» **What to work on**:
Please set down each line of the material exactly.

» **Exercise input**:
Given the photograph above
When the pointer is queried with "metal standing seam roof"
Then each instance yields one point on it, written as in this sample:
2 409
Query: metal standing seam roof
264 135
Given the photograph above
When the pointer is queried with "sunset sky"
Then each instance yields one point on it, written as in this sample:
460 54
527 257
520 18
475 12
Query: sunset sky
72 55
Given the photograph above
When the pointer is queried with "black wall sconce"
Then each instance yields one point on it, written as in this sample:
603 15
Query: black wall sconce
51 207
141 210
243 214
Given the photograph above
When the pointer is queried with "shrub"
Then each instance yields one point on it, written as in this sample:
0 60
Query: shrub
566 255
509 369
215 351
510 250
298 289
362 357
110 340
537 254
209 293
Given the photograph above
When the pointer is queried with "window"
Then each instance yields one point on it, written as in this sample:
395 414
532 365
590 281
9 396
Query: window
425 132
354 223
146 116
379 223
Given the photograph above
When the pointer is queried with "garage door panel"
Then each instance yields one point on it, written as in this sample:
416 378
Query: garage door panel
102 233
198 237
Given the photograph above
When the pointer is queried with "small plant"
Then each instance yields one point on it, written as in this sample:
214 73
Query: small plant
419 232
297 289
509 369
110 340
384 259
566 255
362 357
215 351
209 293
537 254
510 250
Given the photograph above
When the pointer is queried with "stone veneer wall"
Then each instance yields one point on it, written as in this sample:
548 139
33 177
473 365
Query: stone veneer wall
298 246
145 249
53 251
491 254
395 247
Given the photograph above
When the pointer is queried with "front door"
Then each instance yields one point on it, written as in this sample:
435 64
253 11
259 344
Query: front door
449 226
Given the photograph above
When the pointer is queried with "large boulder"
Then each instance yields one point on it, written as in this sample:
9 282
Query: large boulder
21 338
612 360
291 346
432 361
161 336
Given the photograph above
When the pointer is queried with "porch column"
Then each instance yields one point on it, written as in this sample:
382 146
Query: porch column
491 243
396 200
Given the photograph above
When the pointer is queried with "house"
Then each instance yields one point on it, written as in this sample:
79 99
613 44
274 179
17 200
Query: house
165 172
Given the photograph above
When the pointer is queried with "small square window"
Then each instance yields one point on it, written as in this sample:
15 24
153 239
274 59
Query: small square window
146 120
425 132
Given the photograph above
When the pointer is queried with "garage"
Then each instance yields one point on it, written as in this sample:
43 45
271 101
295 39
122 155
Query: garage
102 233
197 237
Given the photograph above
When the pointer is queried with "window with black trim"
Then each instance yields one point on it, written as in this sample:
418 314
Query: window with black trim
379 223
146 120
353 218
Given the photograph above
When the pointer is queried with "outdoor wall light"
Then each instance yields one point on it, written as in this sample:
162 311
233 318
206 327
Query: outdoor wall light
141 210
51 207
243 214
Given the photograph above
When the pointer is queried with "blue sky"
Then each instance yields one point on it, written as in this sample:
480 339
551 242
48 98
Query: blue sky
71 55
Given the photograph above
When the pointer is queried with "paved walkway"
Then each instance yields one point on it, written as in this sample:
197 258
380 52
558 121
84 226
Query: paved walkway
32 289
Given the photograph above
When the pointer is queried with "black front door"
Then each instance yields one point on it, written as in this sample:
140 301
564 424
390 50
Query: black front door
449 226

» **Response box**:
Given the photograph above
When the pointer is queried with "metal standing seam roof"
Then each instance yields one point on it, written as in this sample:
2 409
Query: metal standing seam roof
264 135
Given the photograph above
When the pointer is queried with "sunset sky"
Then each instance yields one point on it, written as in this sample:
460 54
527 257
520 18
475 12
Query: sunset sky
72 55
Given the photograph above
When the pointer is queried with "black wall sconce"
Then each instance yields one point on it, written as in this sample:
603 15
Query: black wall sconce
51 207
141 210
243 214
Given the photograph above
When the pointer is queried with "shrub"
Then each instance yields one point on it, written as in this sample:
0 60
Query: shrub
566 255
509 369
215 351
510 250
298 289
362 357
110 340
537 254
209 293
Given the photograph above
When the pointer is queried with "window"
Then each instance yields one point on it, written as in this sample:
395 414
532 365
590 281
9 396
Query: window
425 132
354 223
146 116
379 223
Given the photograph above
When the pointer is queried with "garage door panel"
Then each instance yields one point on it, written as in this sample:
416 378
Query: garage door panel
102 233
198 237
Given the photograph above
When the pointer is queried with "small plant"
Then each instance yields one point on it, written as in this sample:
214 73
Query: small plant
419 232
297 289
509 369
110 340
384 259
566 255
362 357
215 351
209 293
537 254
510 250
Given the photograph above
When the pointer is queried with "stone veneer wall"
Then each instance yields one point on it, written as in this sample:
548 139
33 177
473 365
Query: stone veneer wall
298 246
145 249
53 251
491 254
395 247
Given the photograph above
When the pointer is queried with "front door"
Then each instance yields one point on it, written as in this sample:
435 64
253 11
259 344
Query: front door
449 226
Given the photograph above
When the pointer is queried with "large boulder"
Then each instance yields one point on it, written as in this sample:
9 282
Query: large boulder
21 338
612 360
291 346
432 361
161 336
Given the photograph above
When the pointer is queried with "porch column"
Then each instance yields one point on it, written as in this sample:
382 146
Query: porch column
491 243
396 200
Given the photograph above
When the pointer is queried with "house"
Then each instance yields one point on it, written as in this sample:
79 99
613 44
274 179
17 200
Query: house
165 172
Given the photograph above
When the pointer is queried with "small square window"
Then each instance yields one point on it, written as in this sample:
15 24
153 239
274 59
Query: small square window
146 120
425 132
Given the photograph above
When the pointer is queried with "garage"
Then each instance yields one point on it, written as in this sample:
43 45
271 101
295 39
122 155
Query: garage
102 233
197 237
Given the photograph above
When the pointer is queried with "window with black trim"
Then each instance yields one point on it, written as in this sample:
418 314
Query: window with black trim
379 223
146 120
353 218
Given the photograph above
When the pointer is queried with "outdoor wall light"
Then each instance yields one point on it, written as in this sample:
162 311
233 318
206 327
Query: outdoor wall light
141 210
51 207
243 214
Given the photograph above
When the pointer is queried with "blue sky"
Then each instance yields one point on it, written as in this sample:
480 339
551 242
48 98
Query: blue sky
71 55
Given the photograph above
When the pointer is queried with "paved walkway"
Then each instance yields one point on it, written as in this sample:
197 258
380 52
558 121
84 226
Query: paved walkway
32 289
Given the photograph above
When the pointer is queried with "black front door"
Then each instance yields one point on it, written as in this sample:
140 301
564 424
390 50
Query: black front door
449 226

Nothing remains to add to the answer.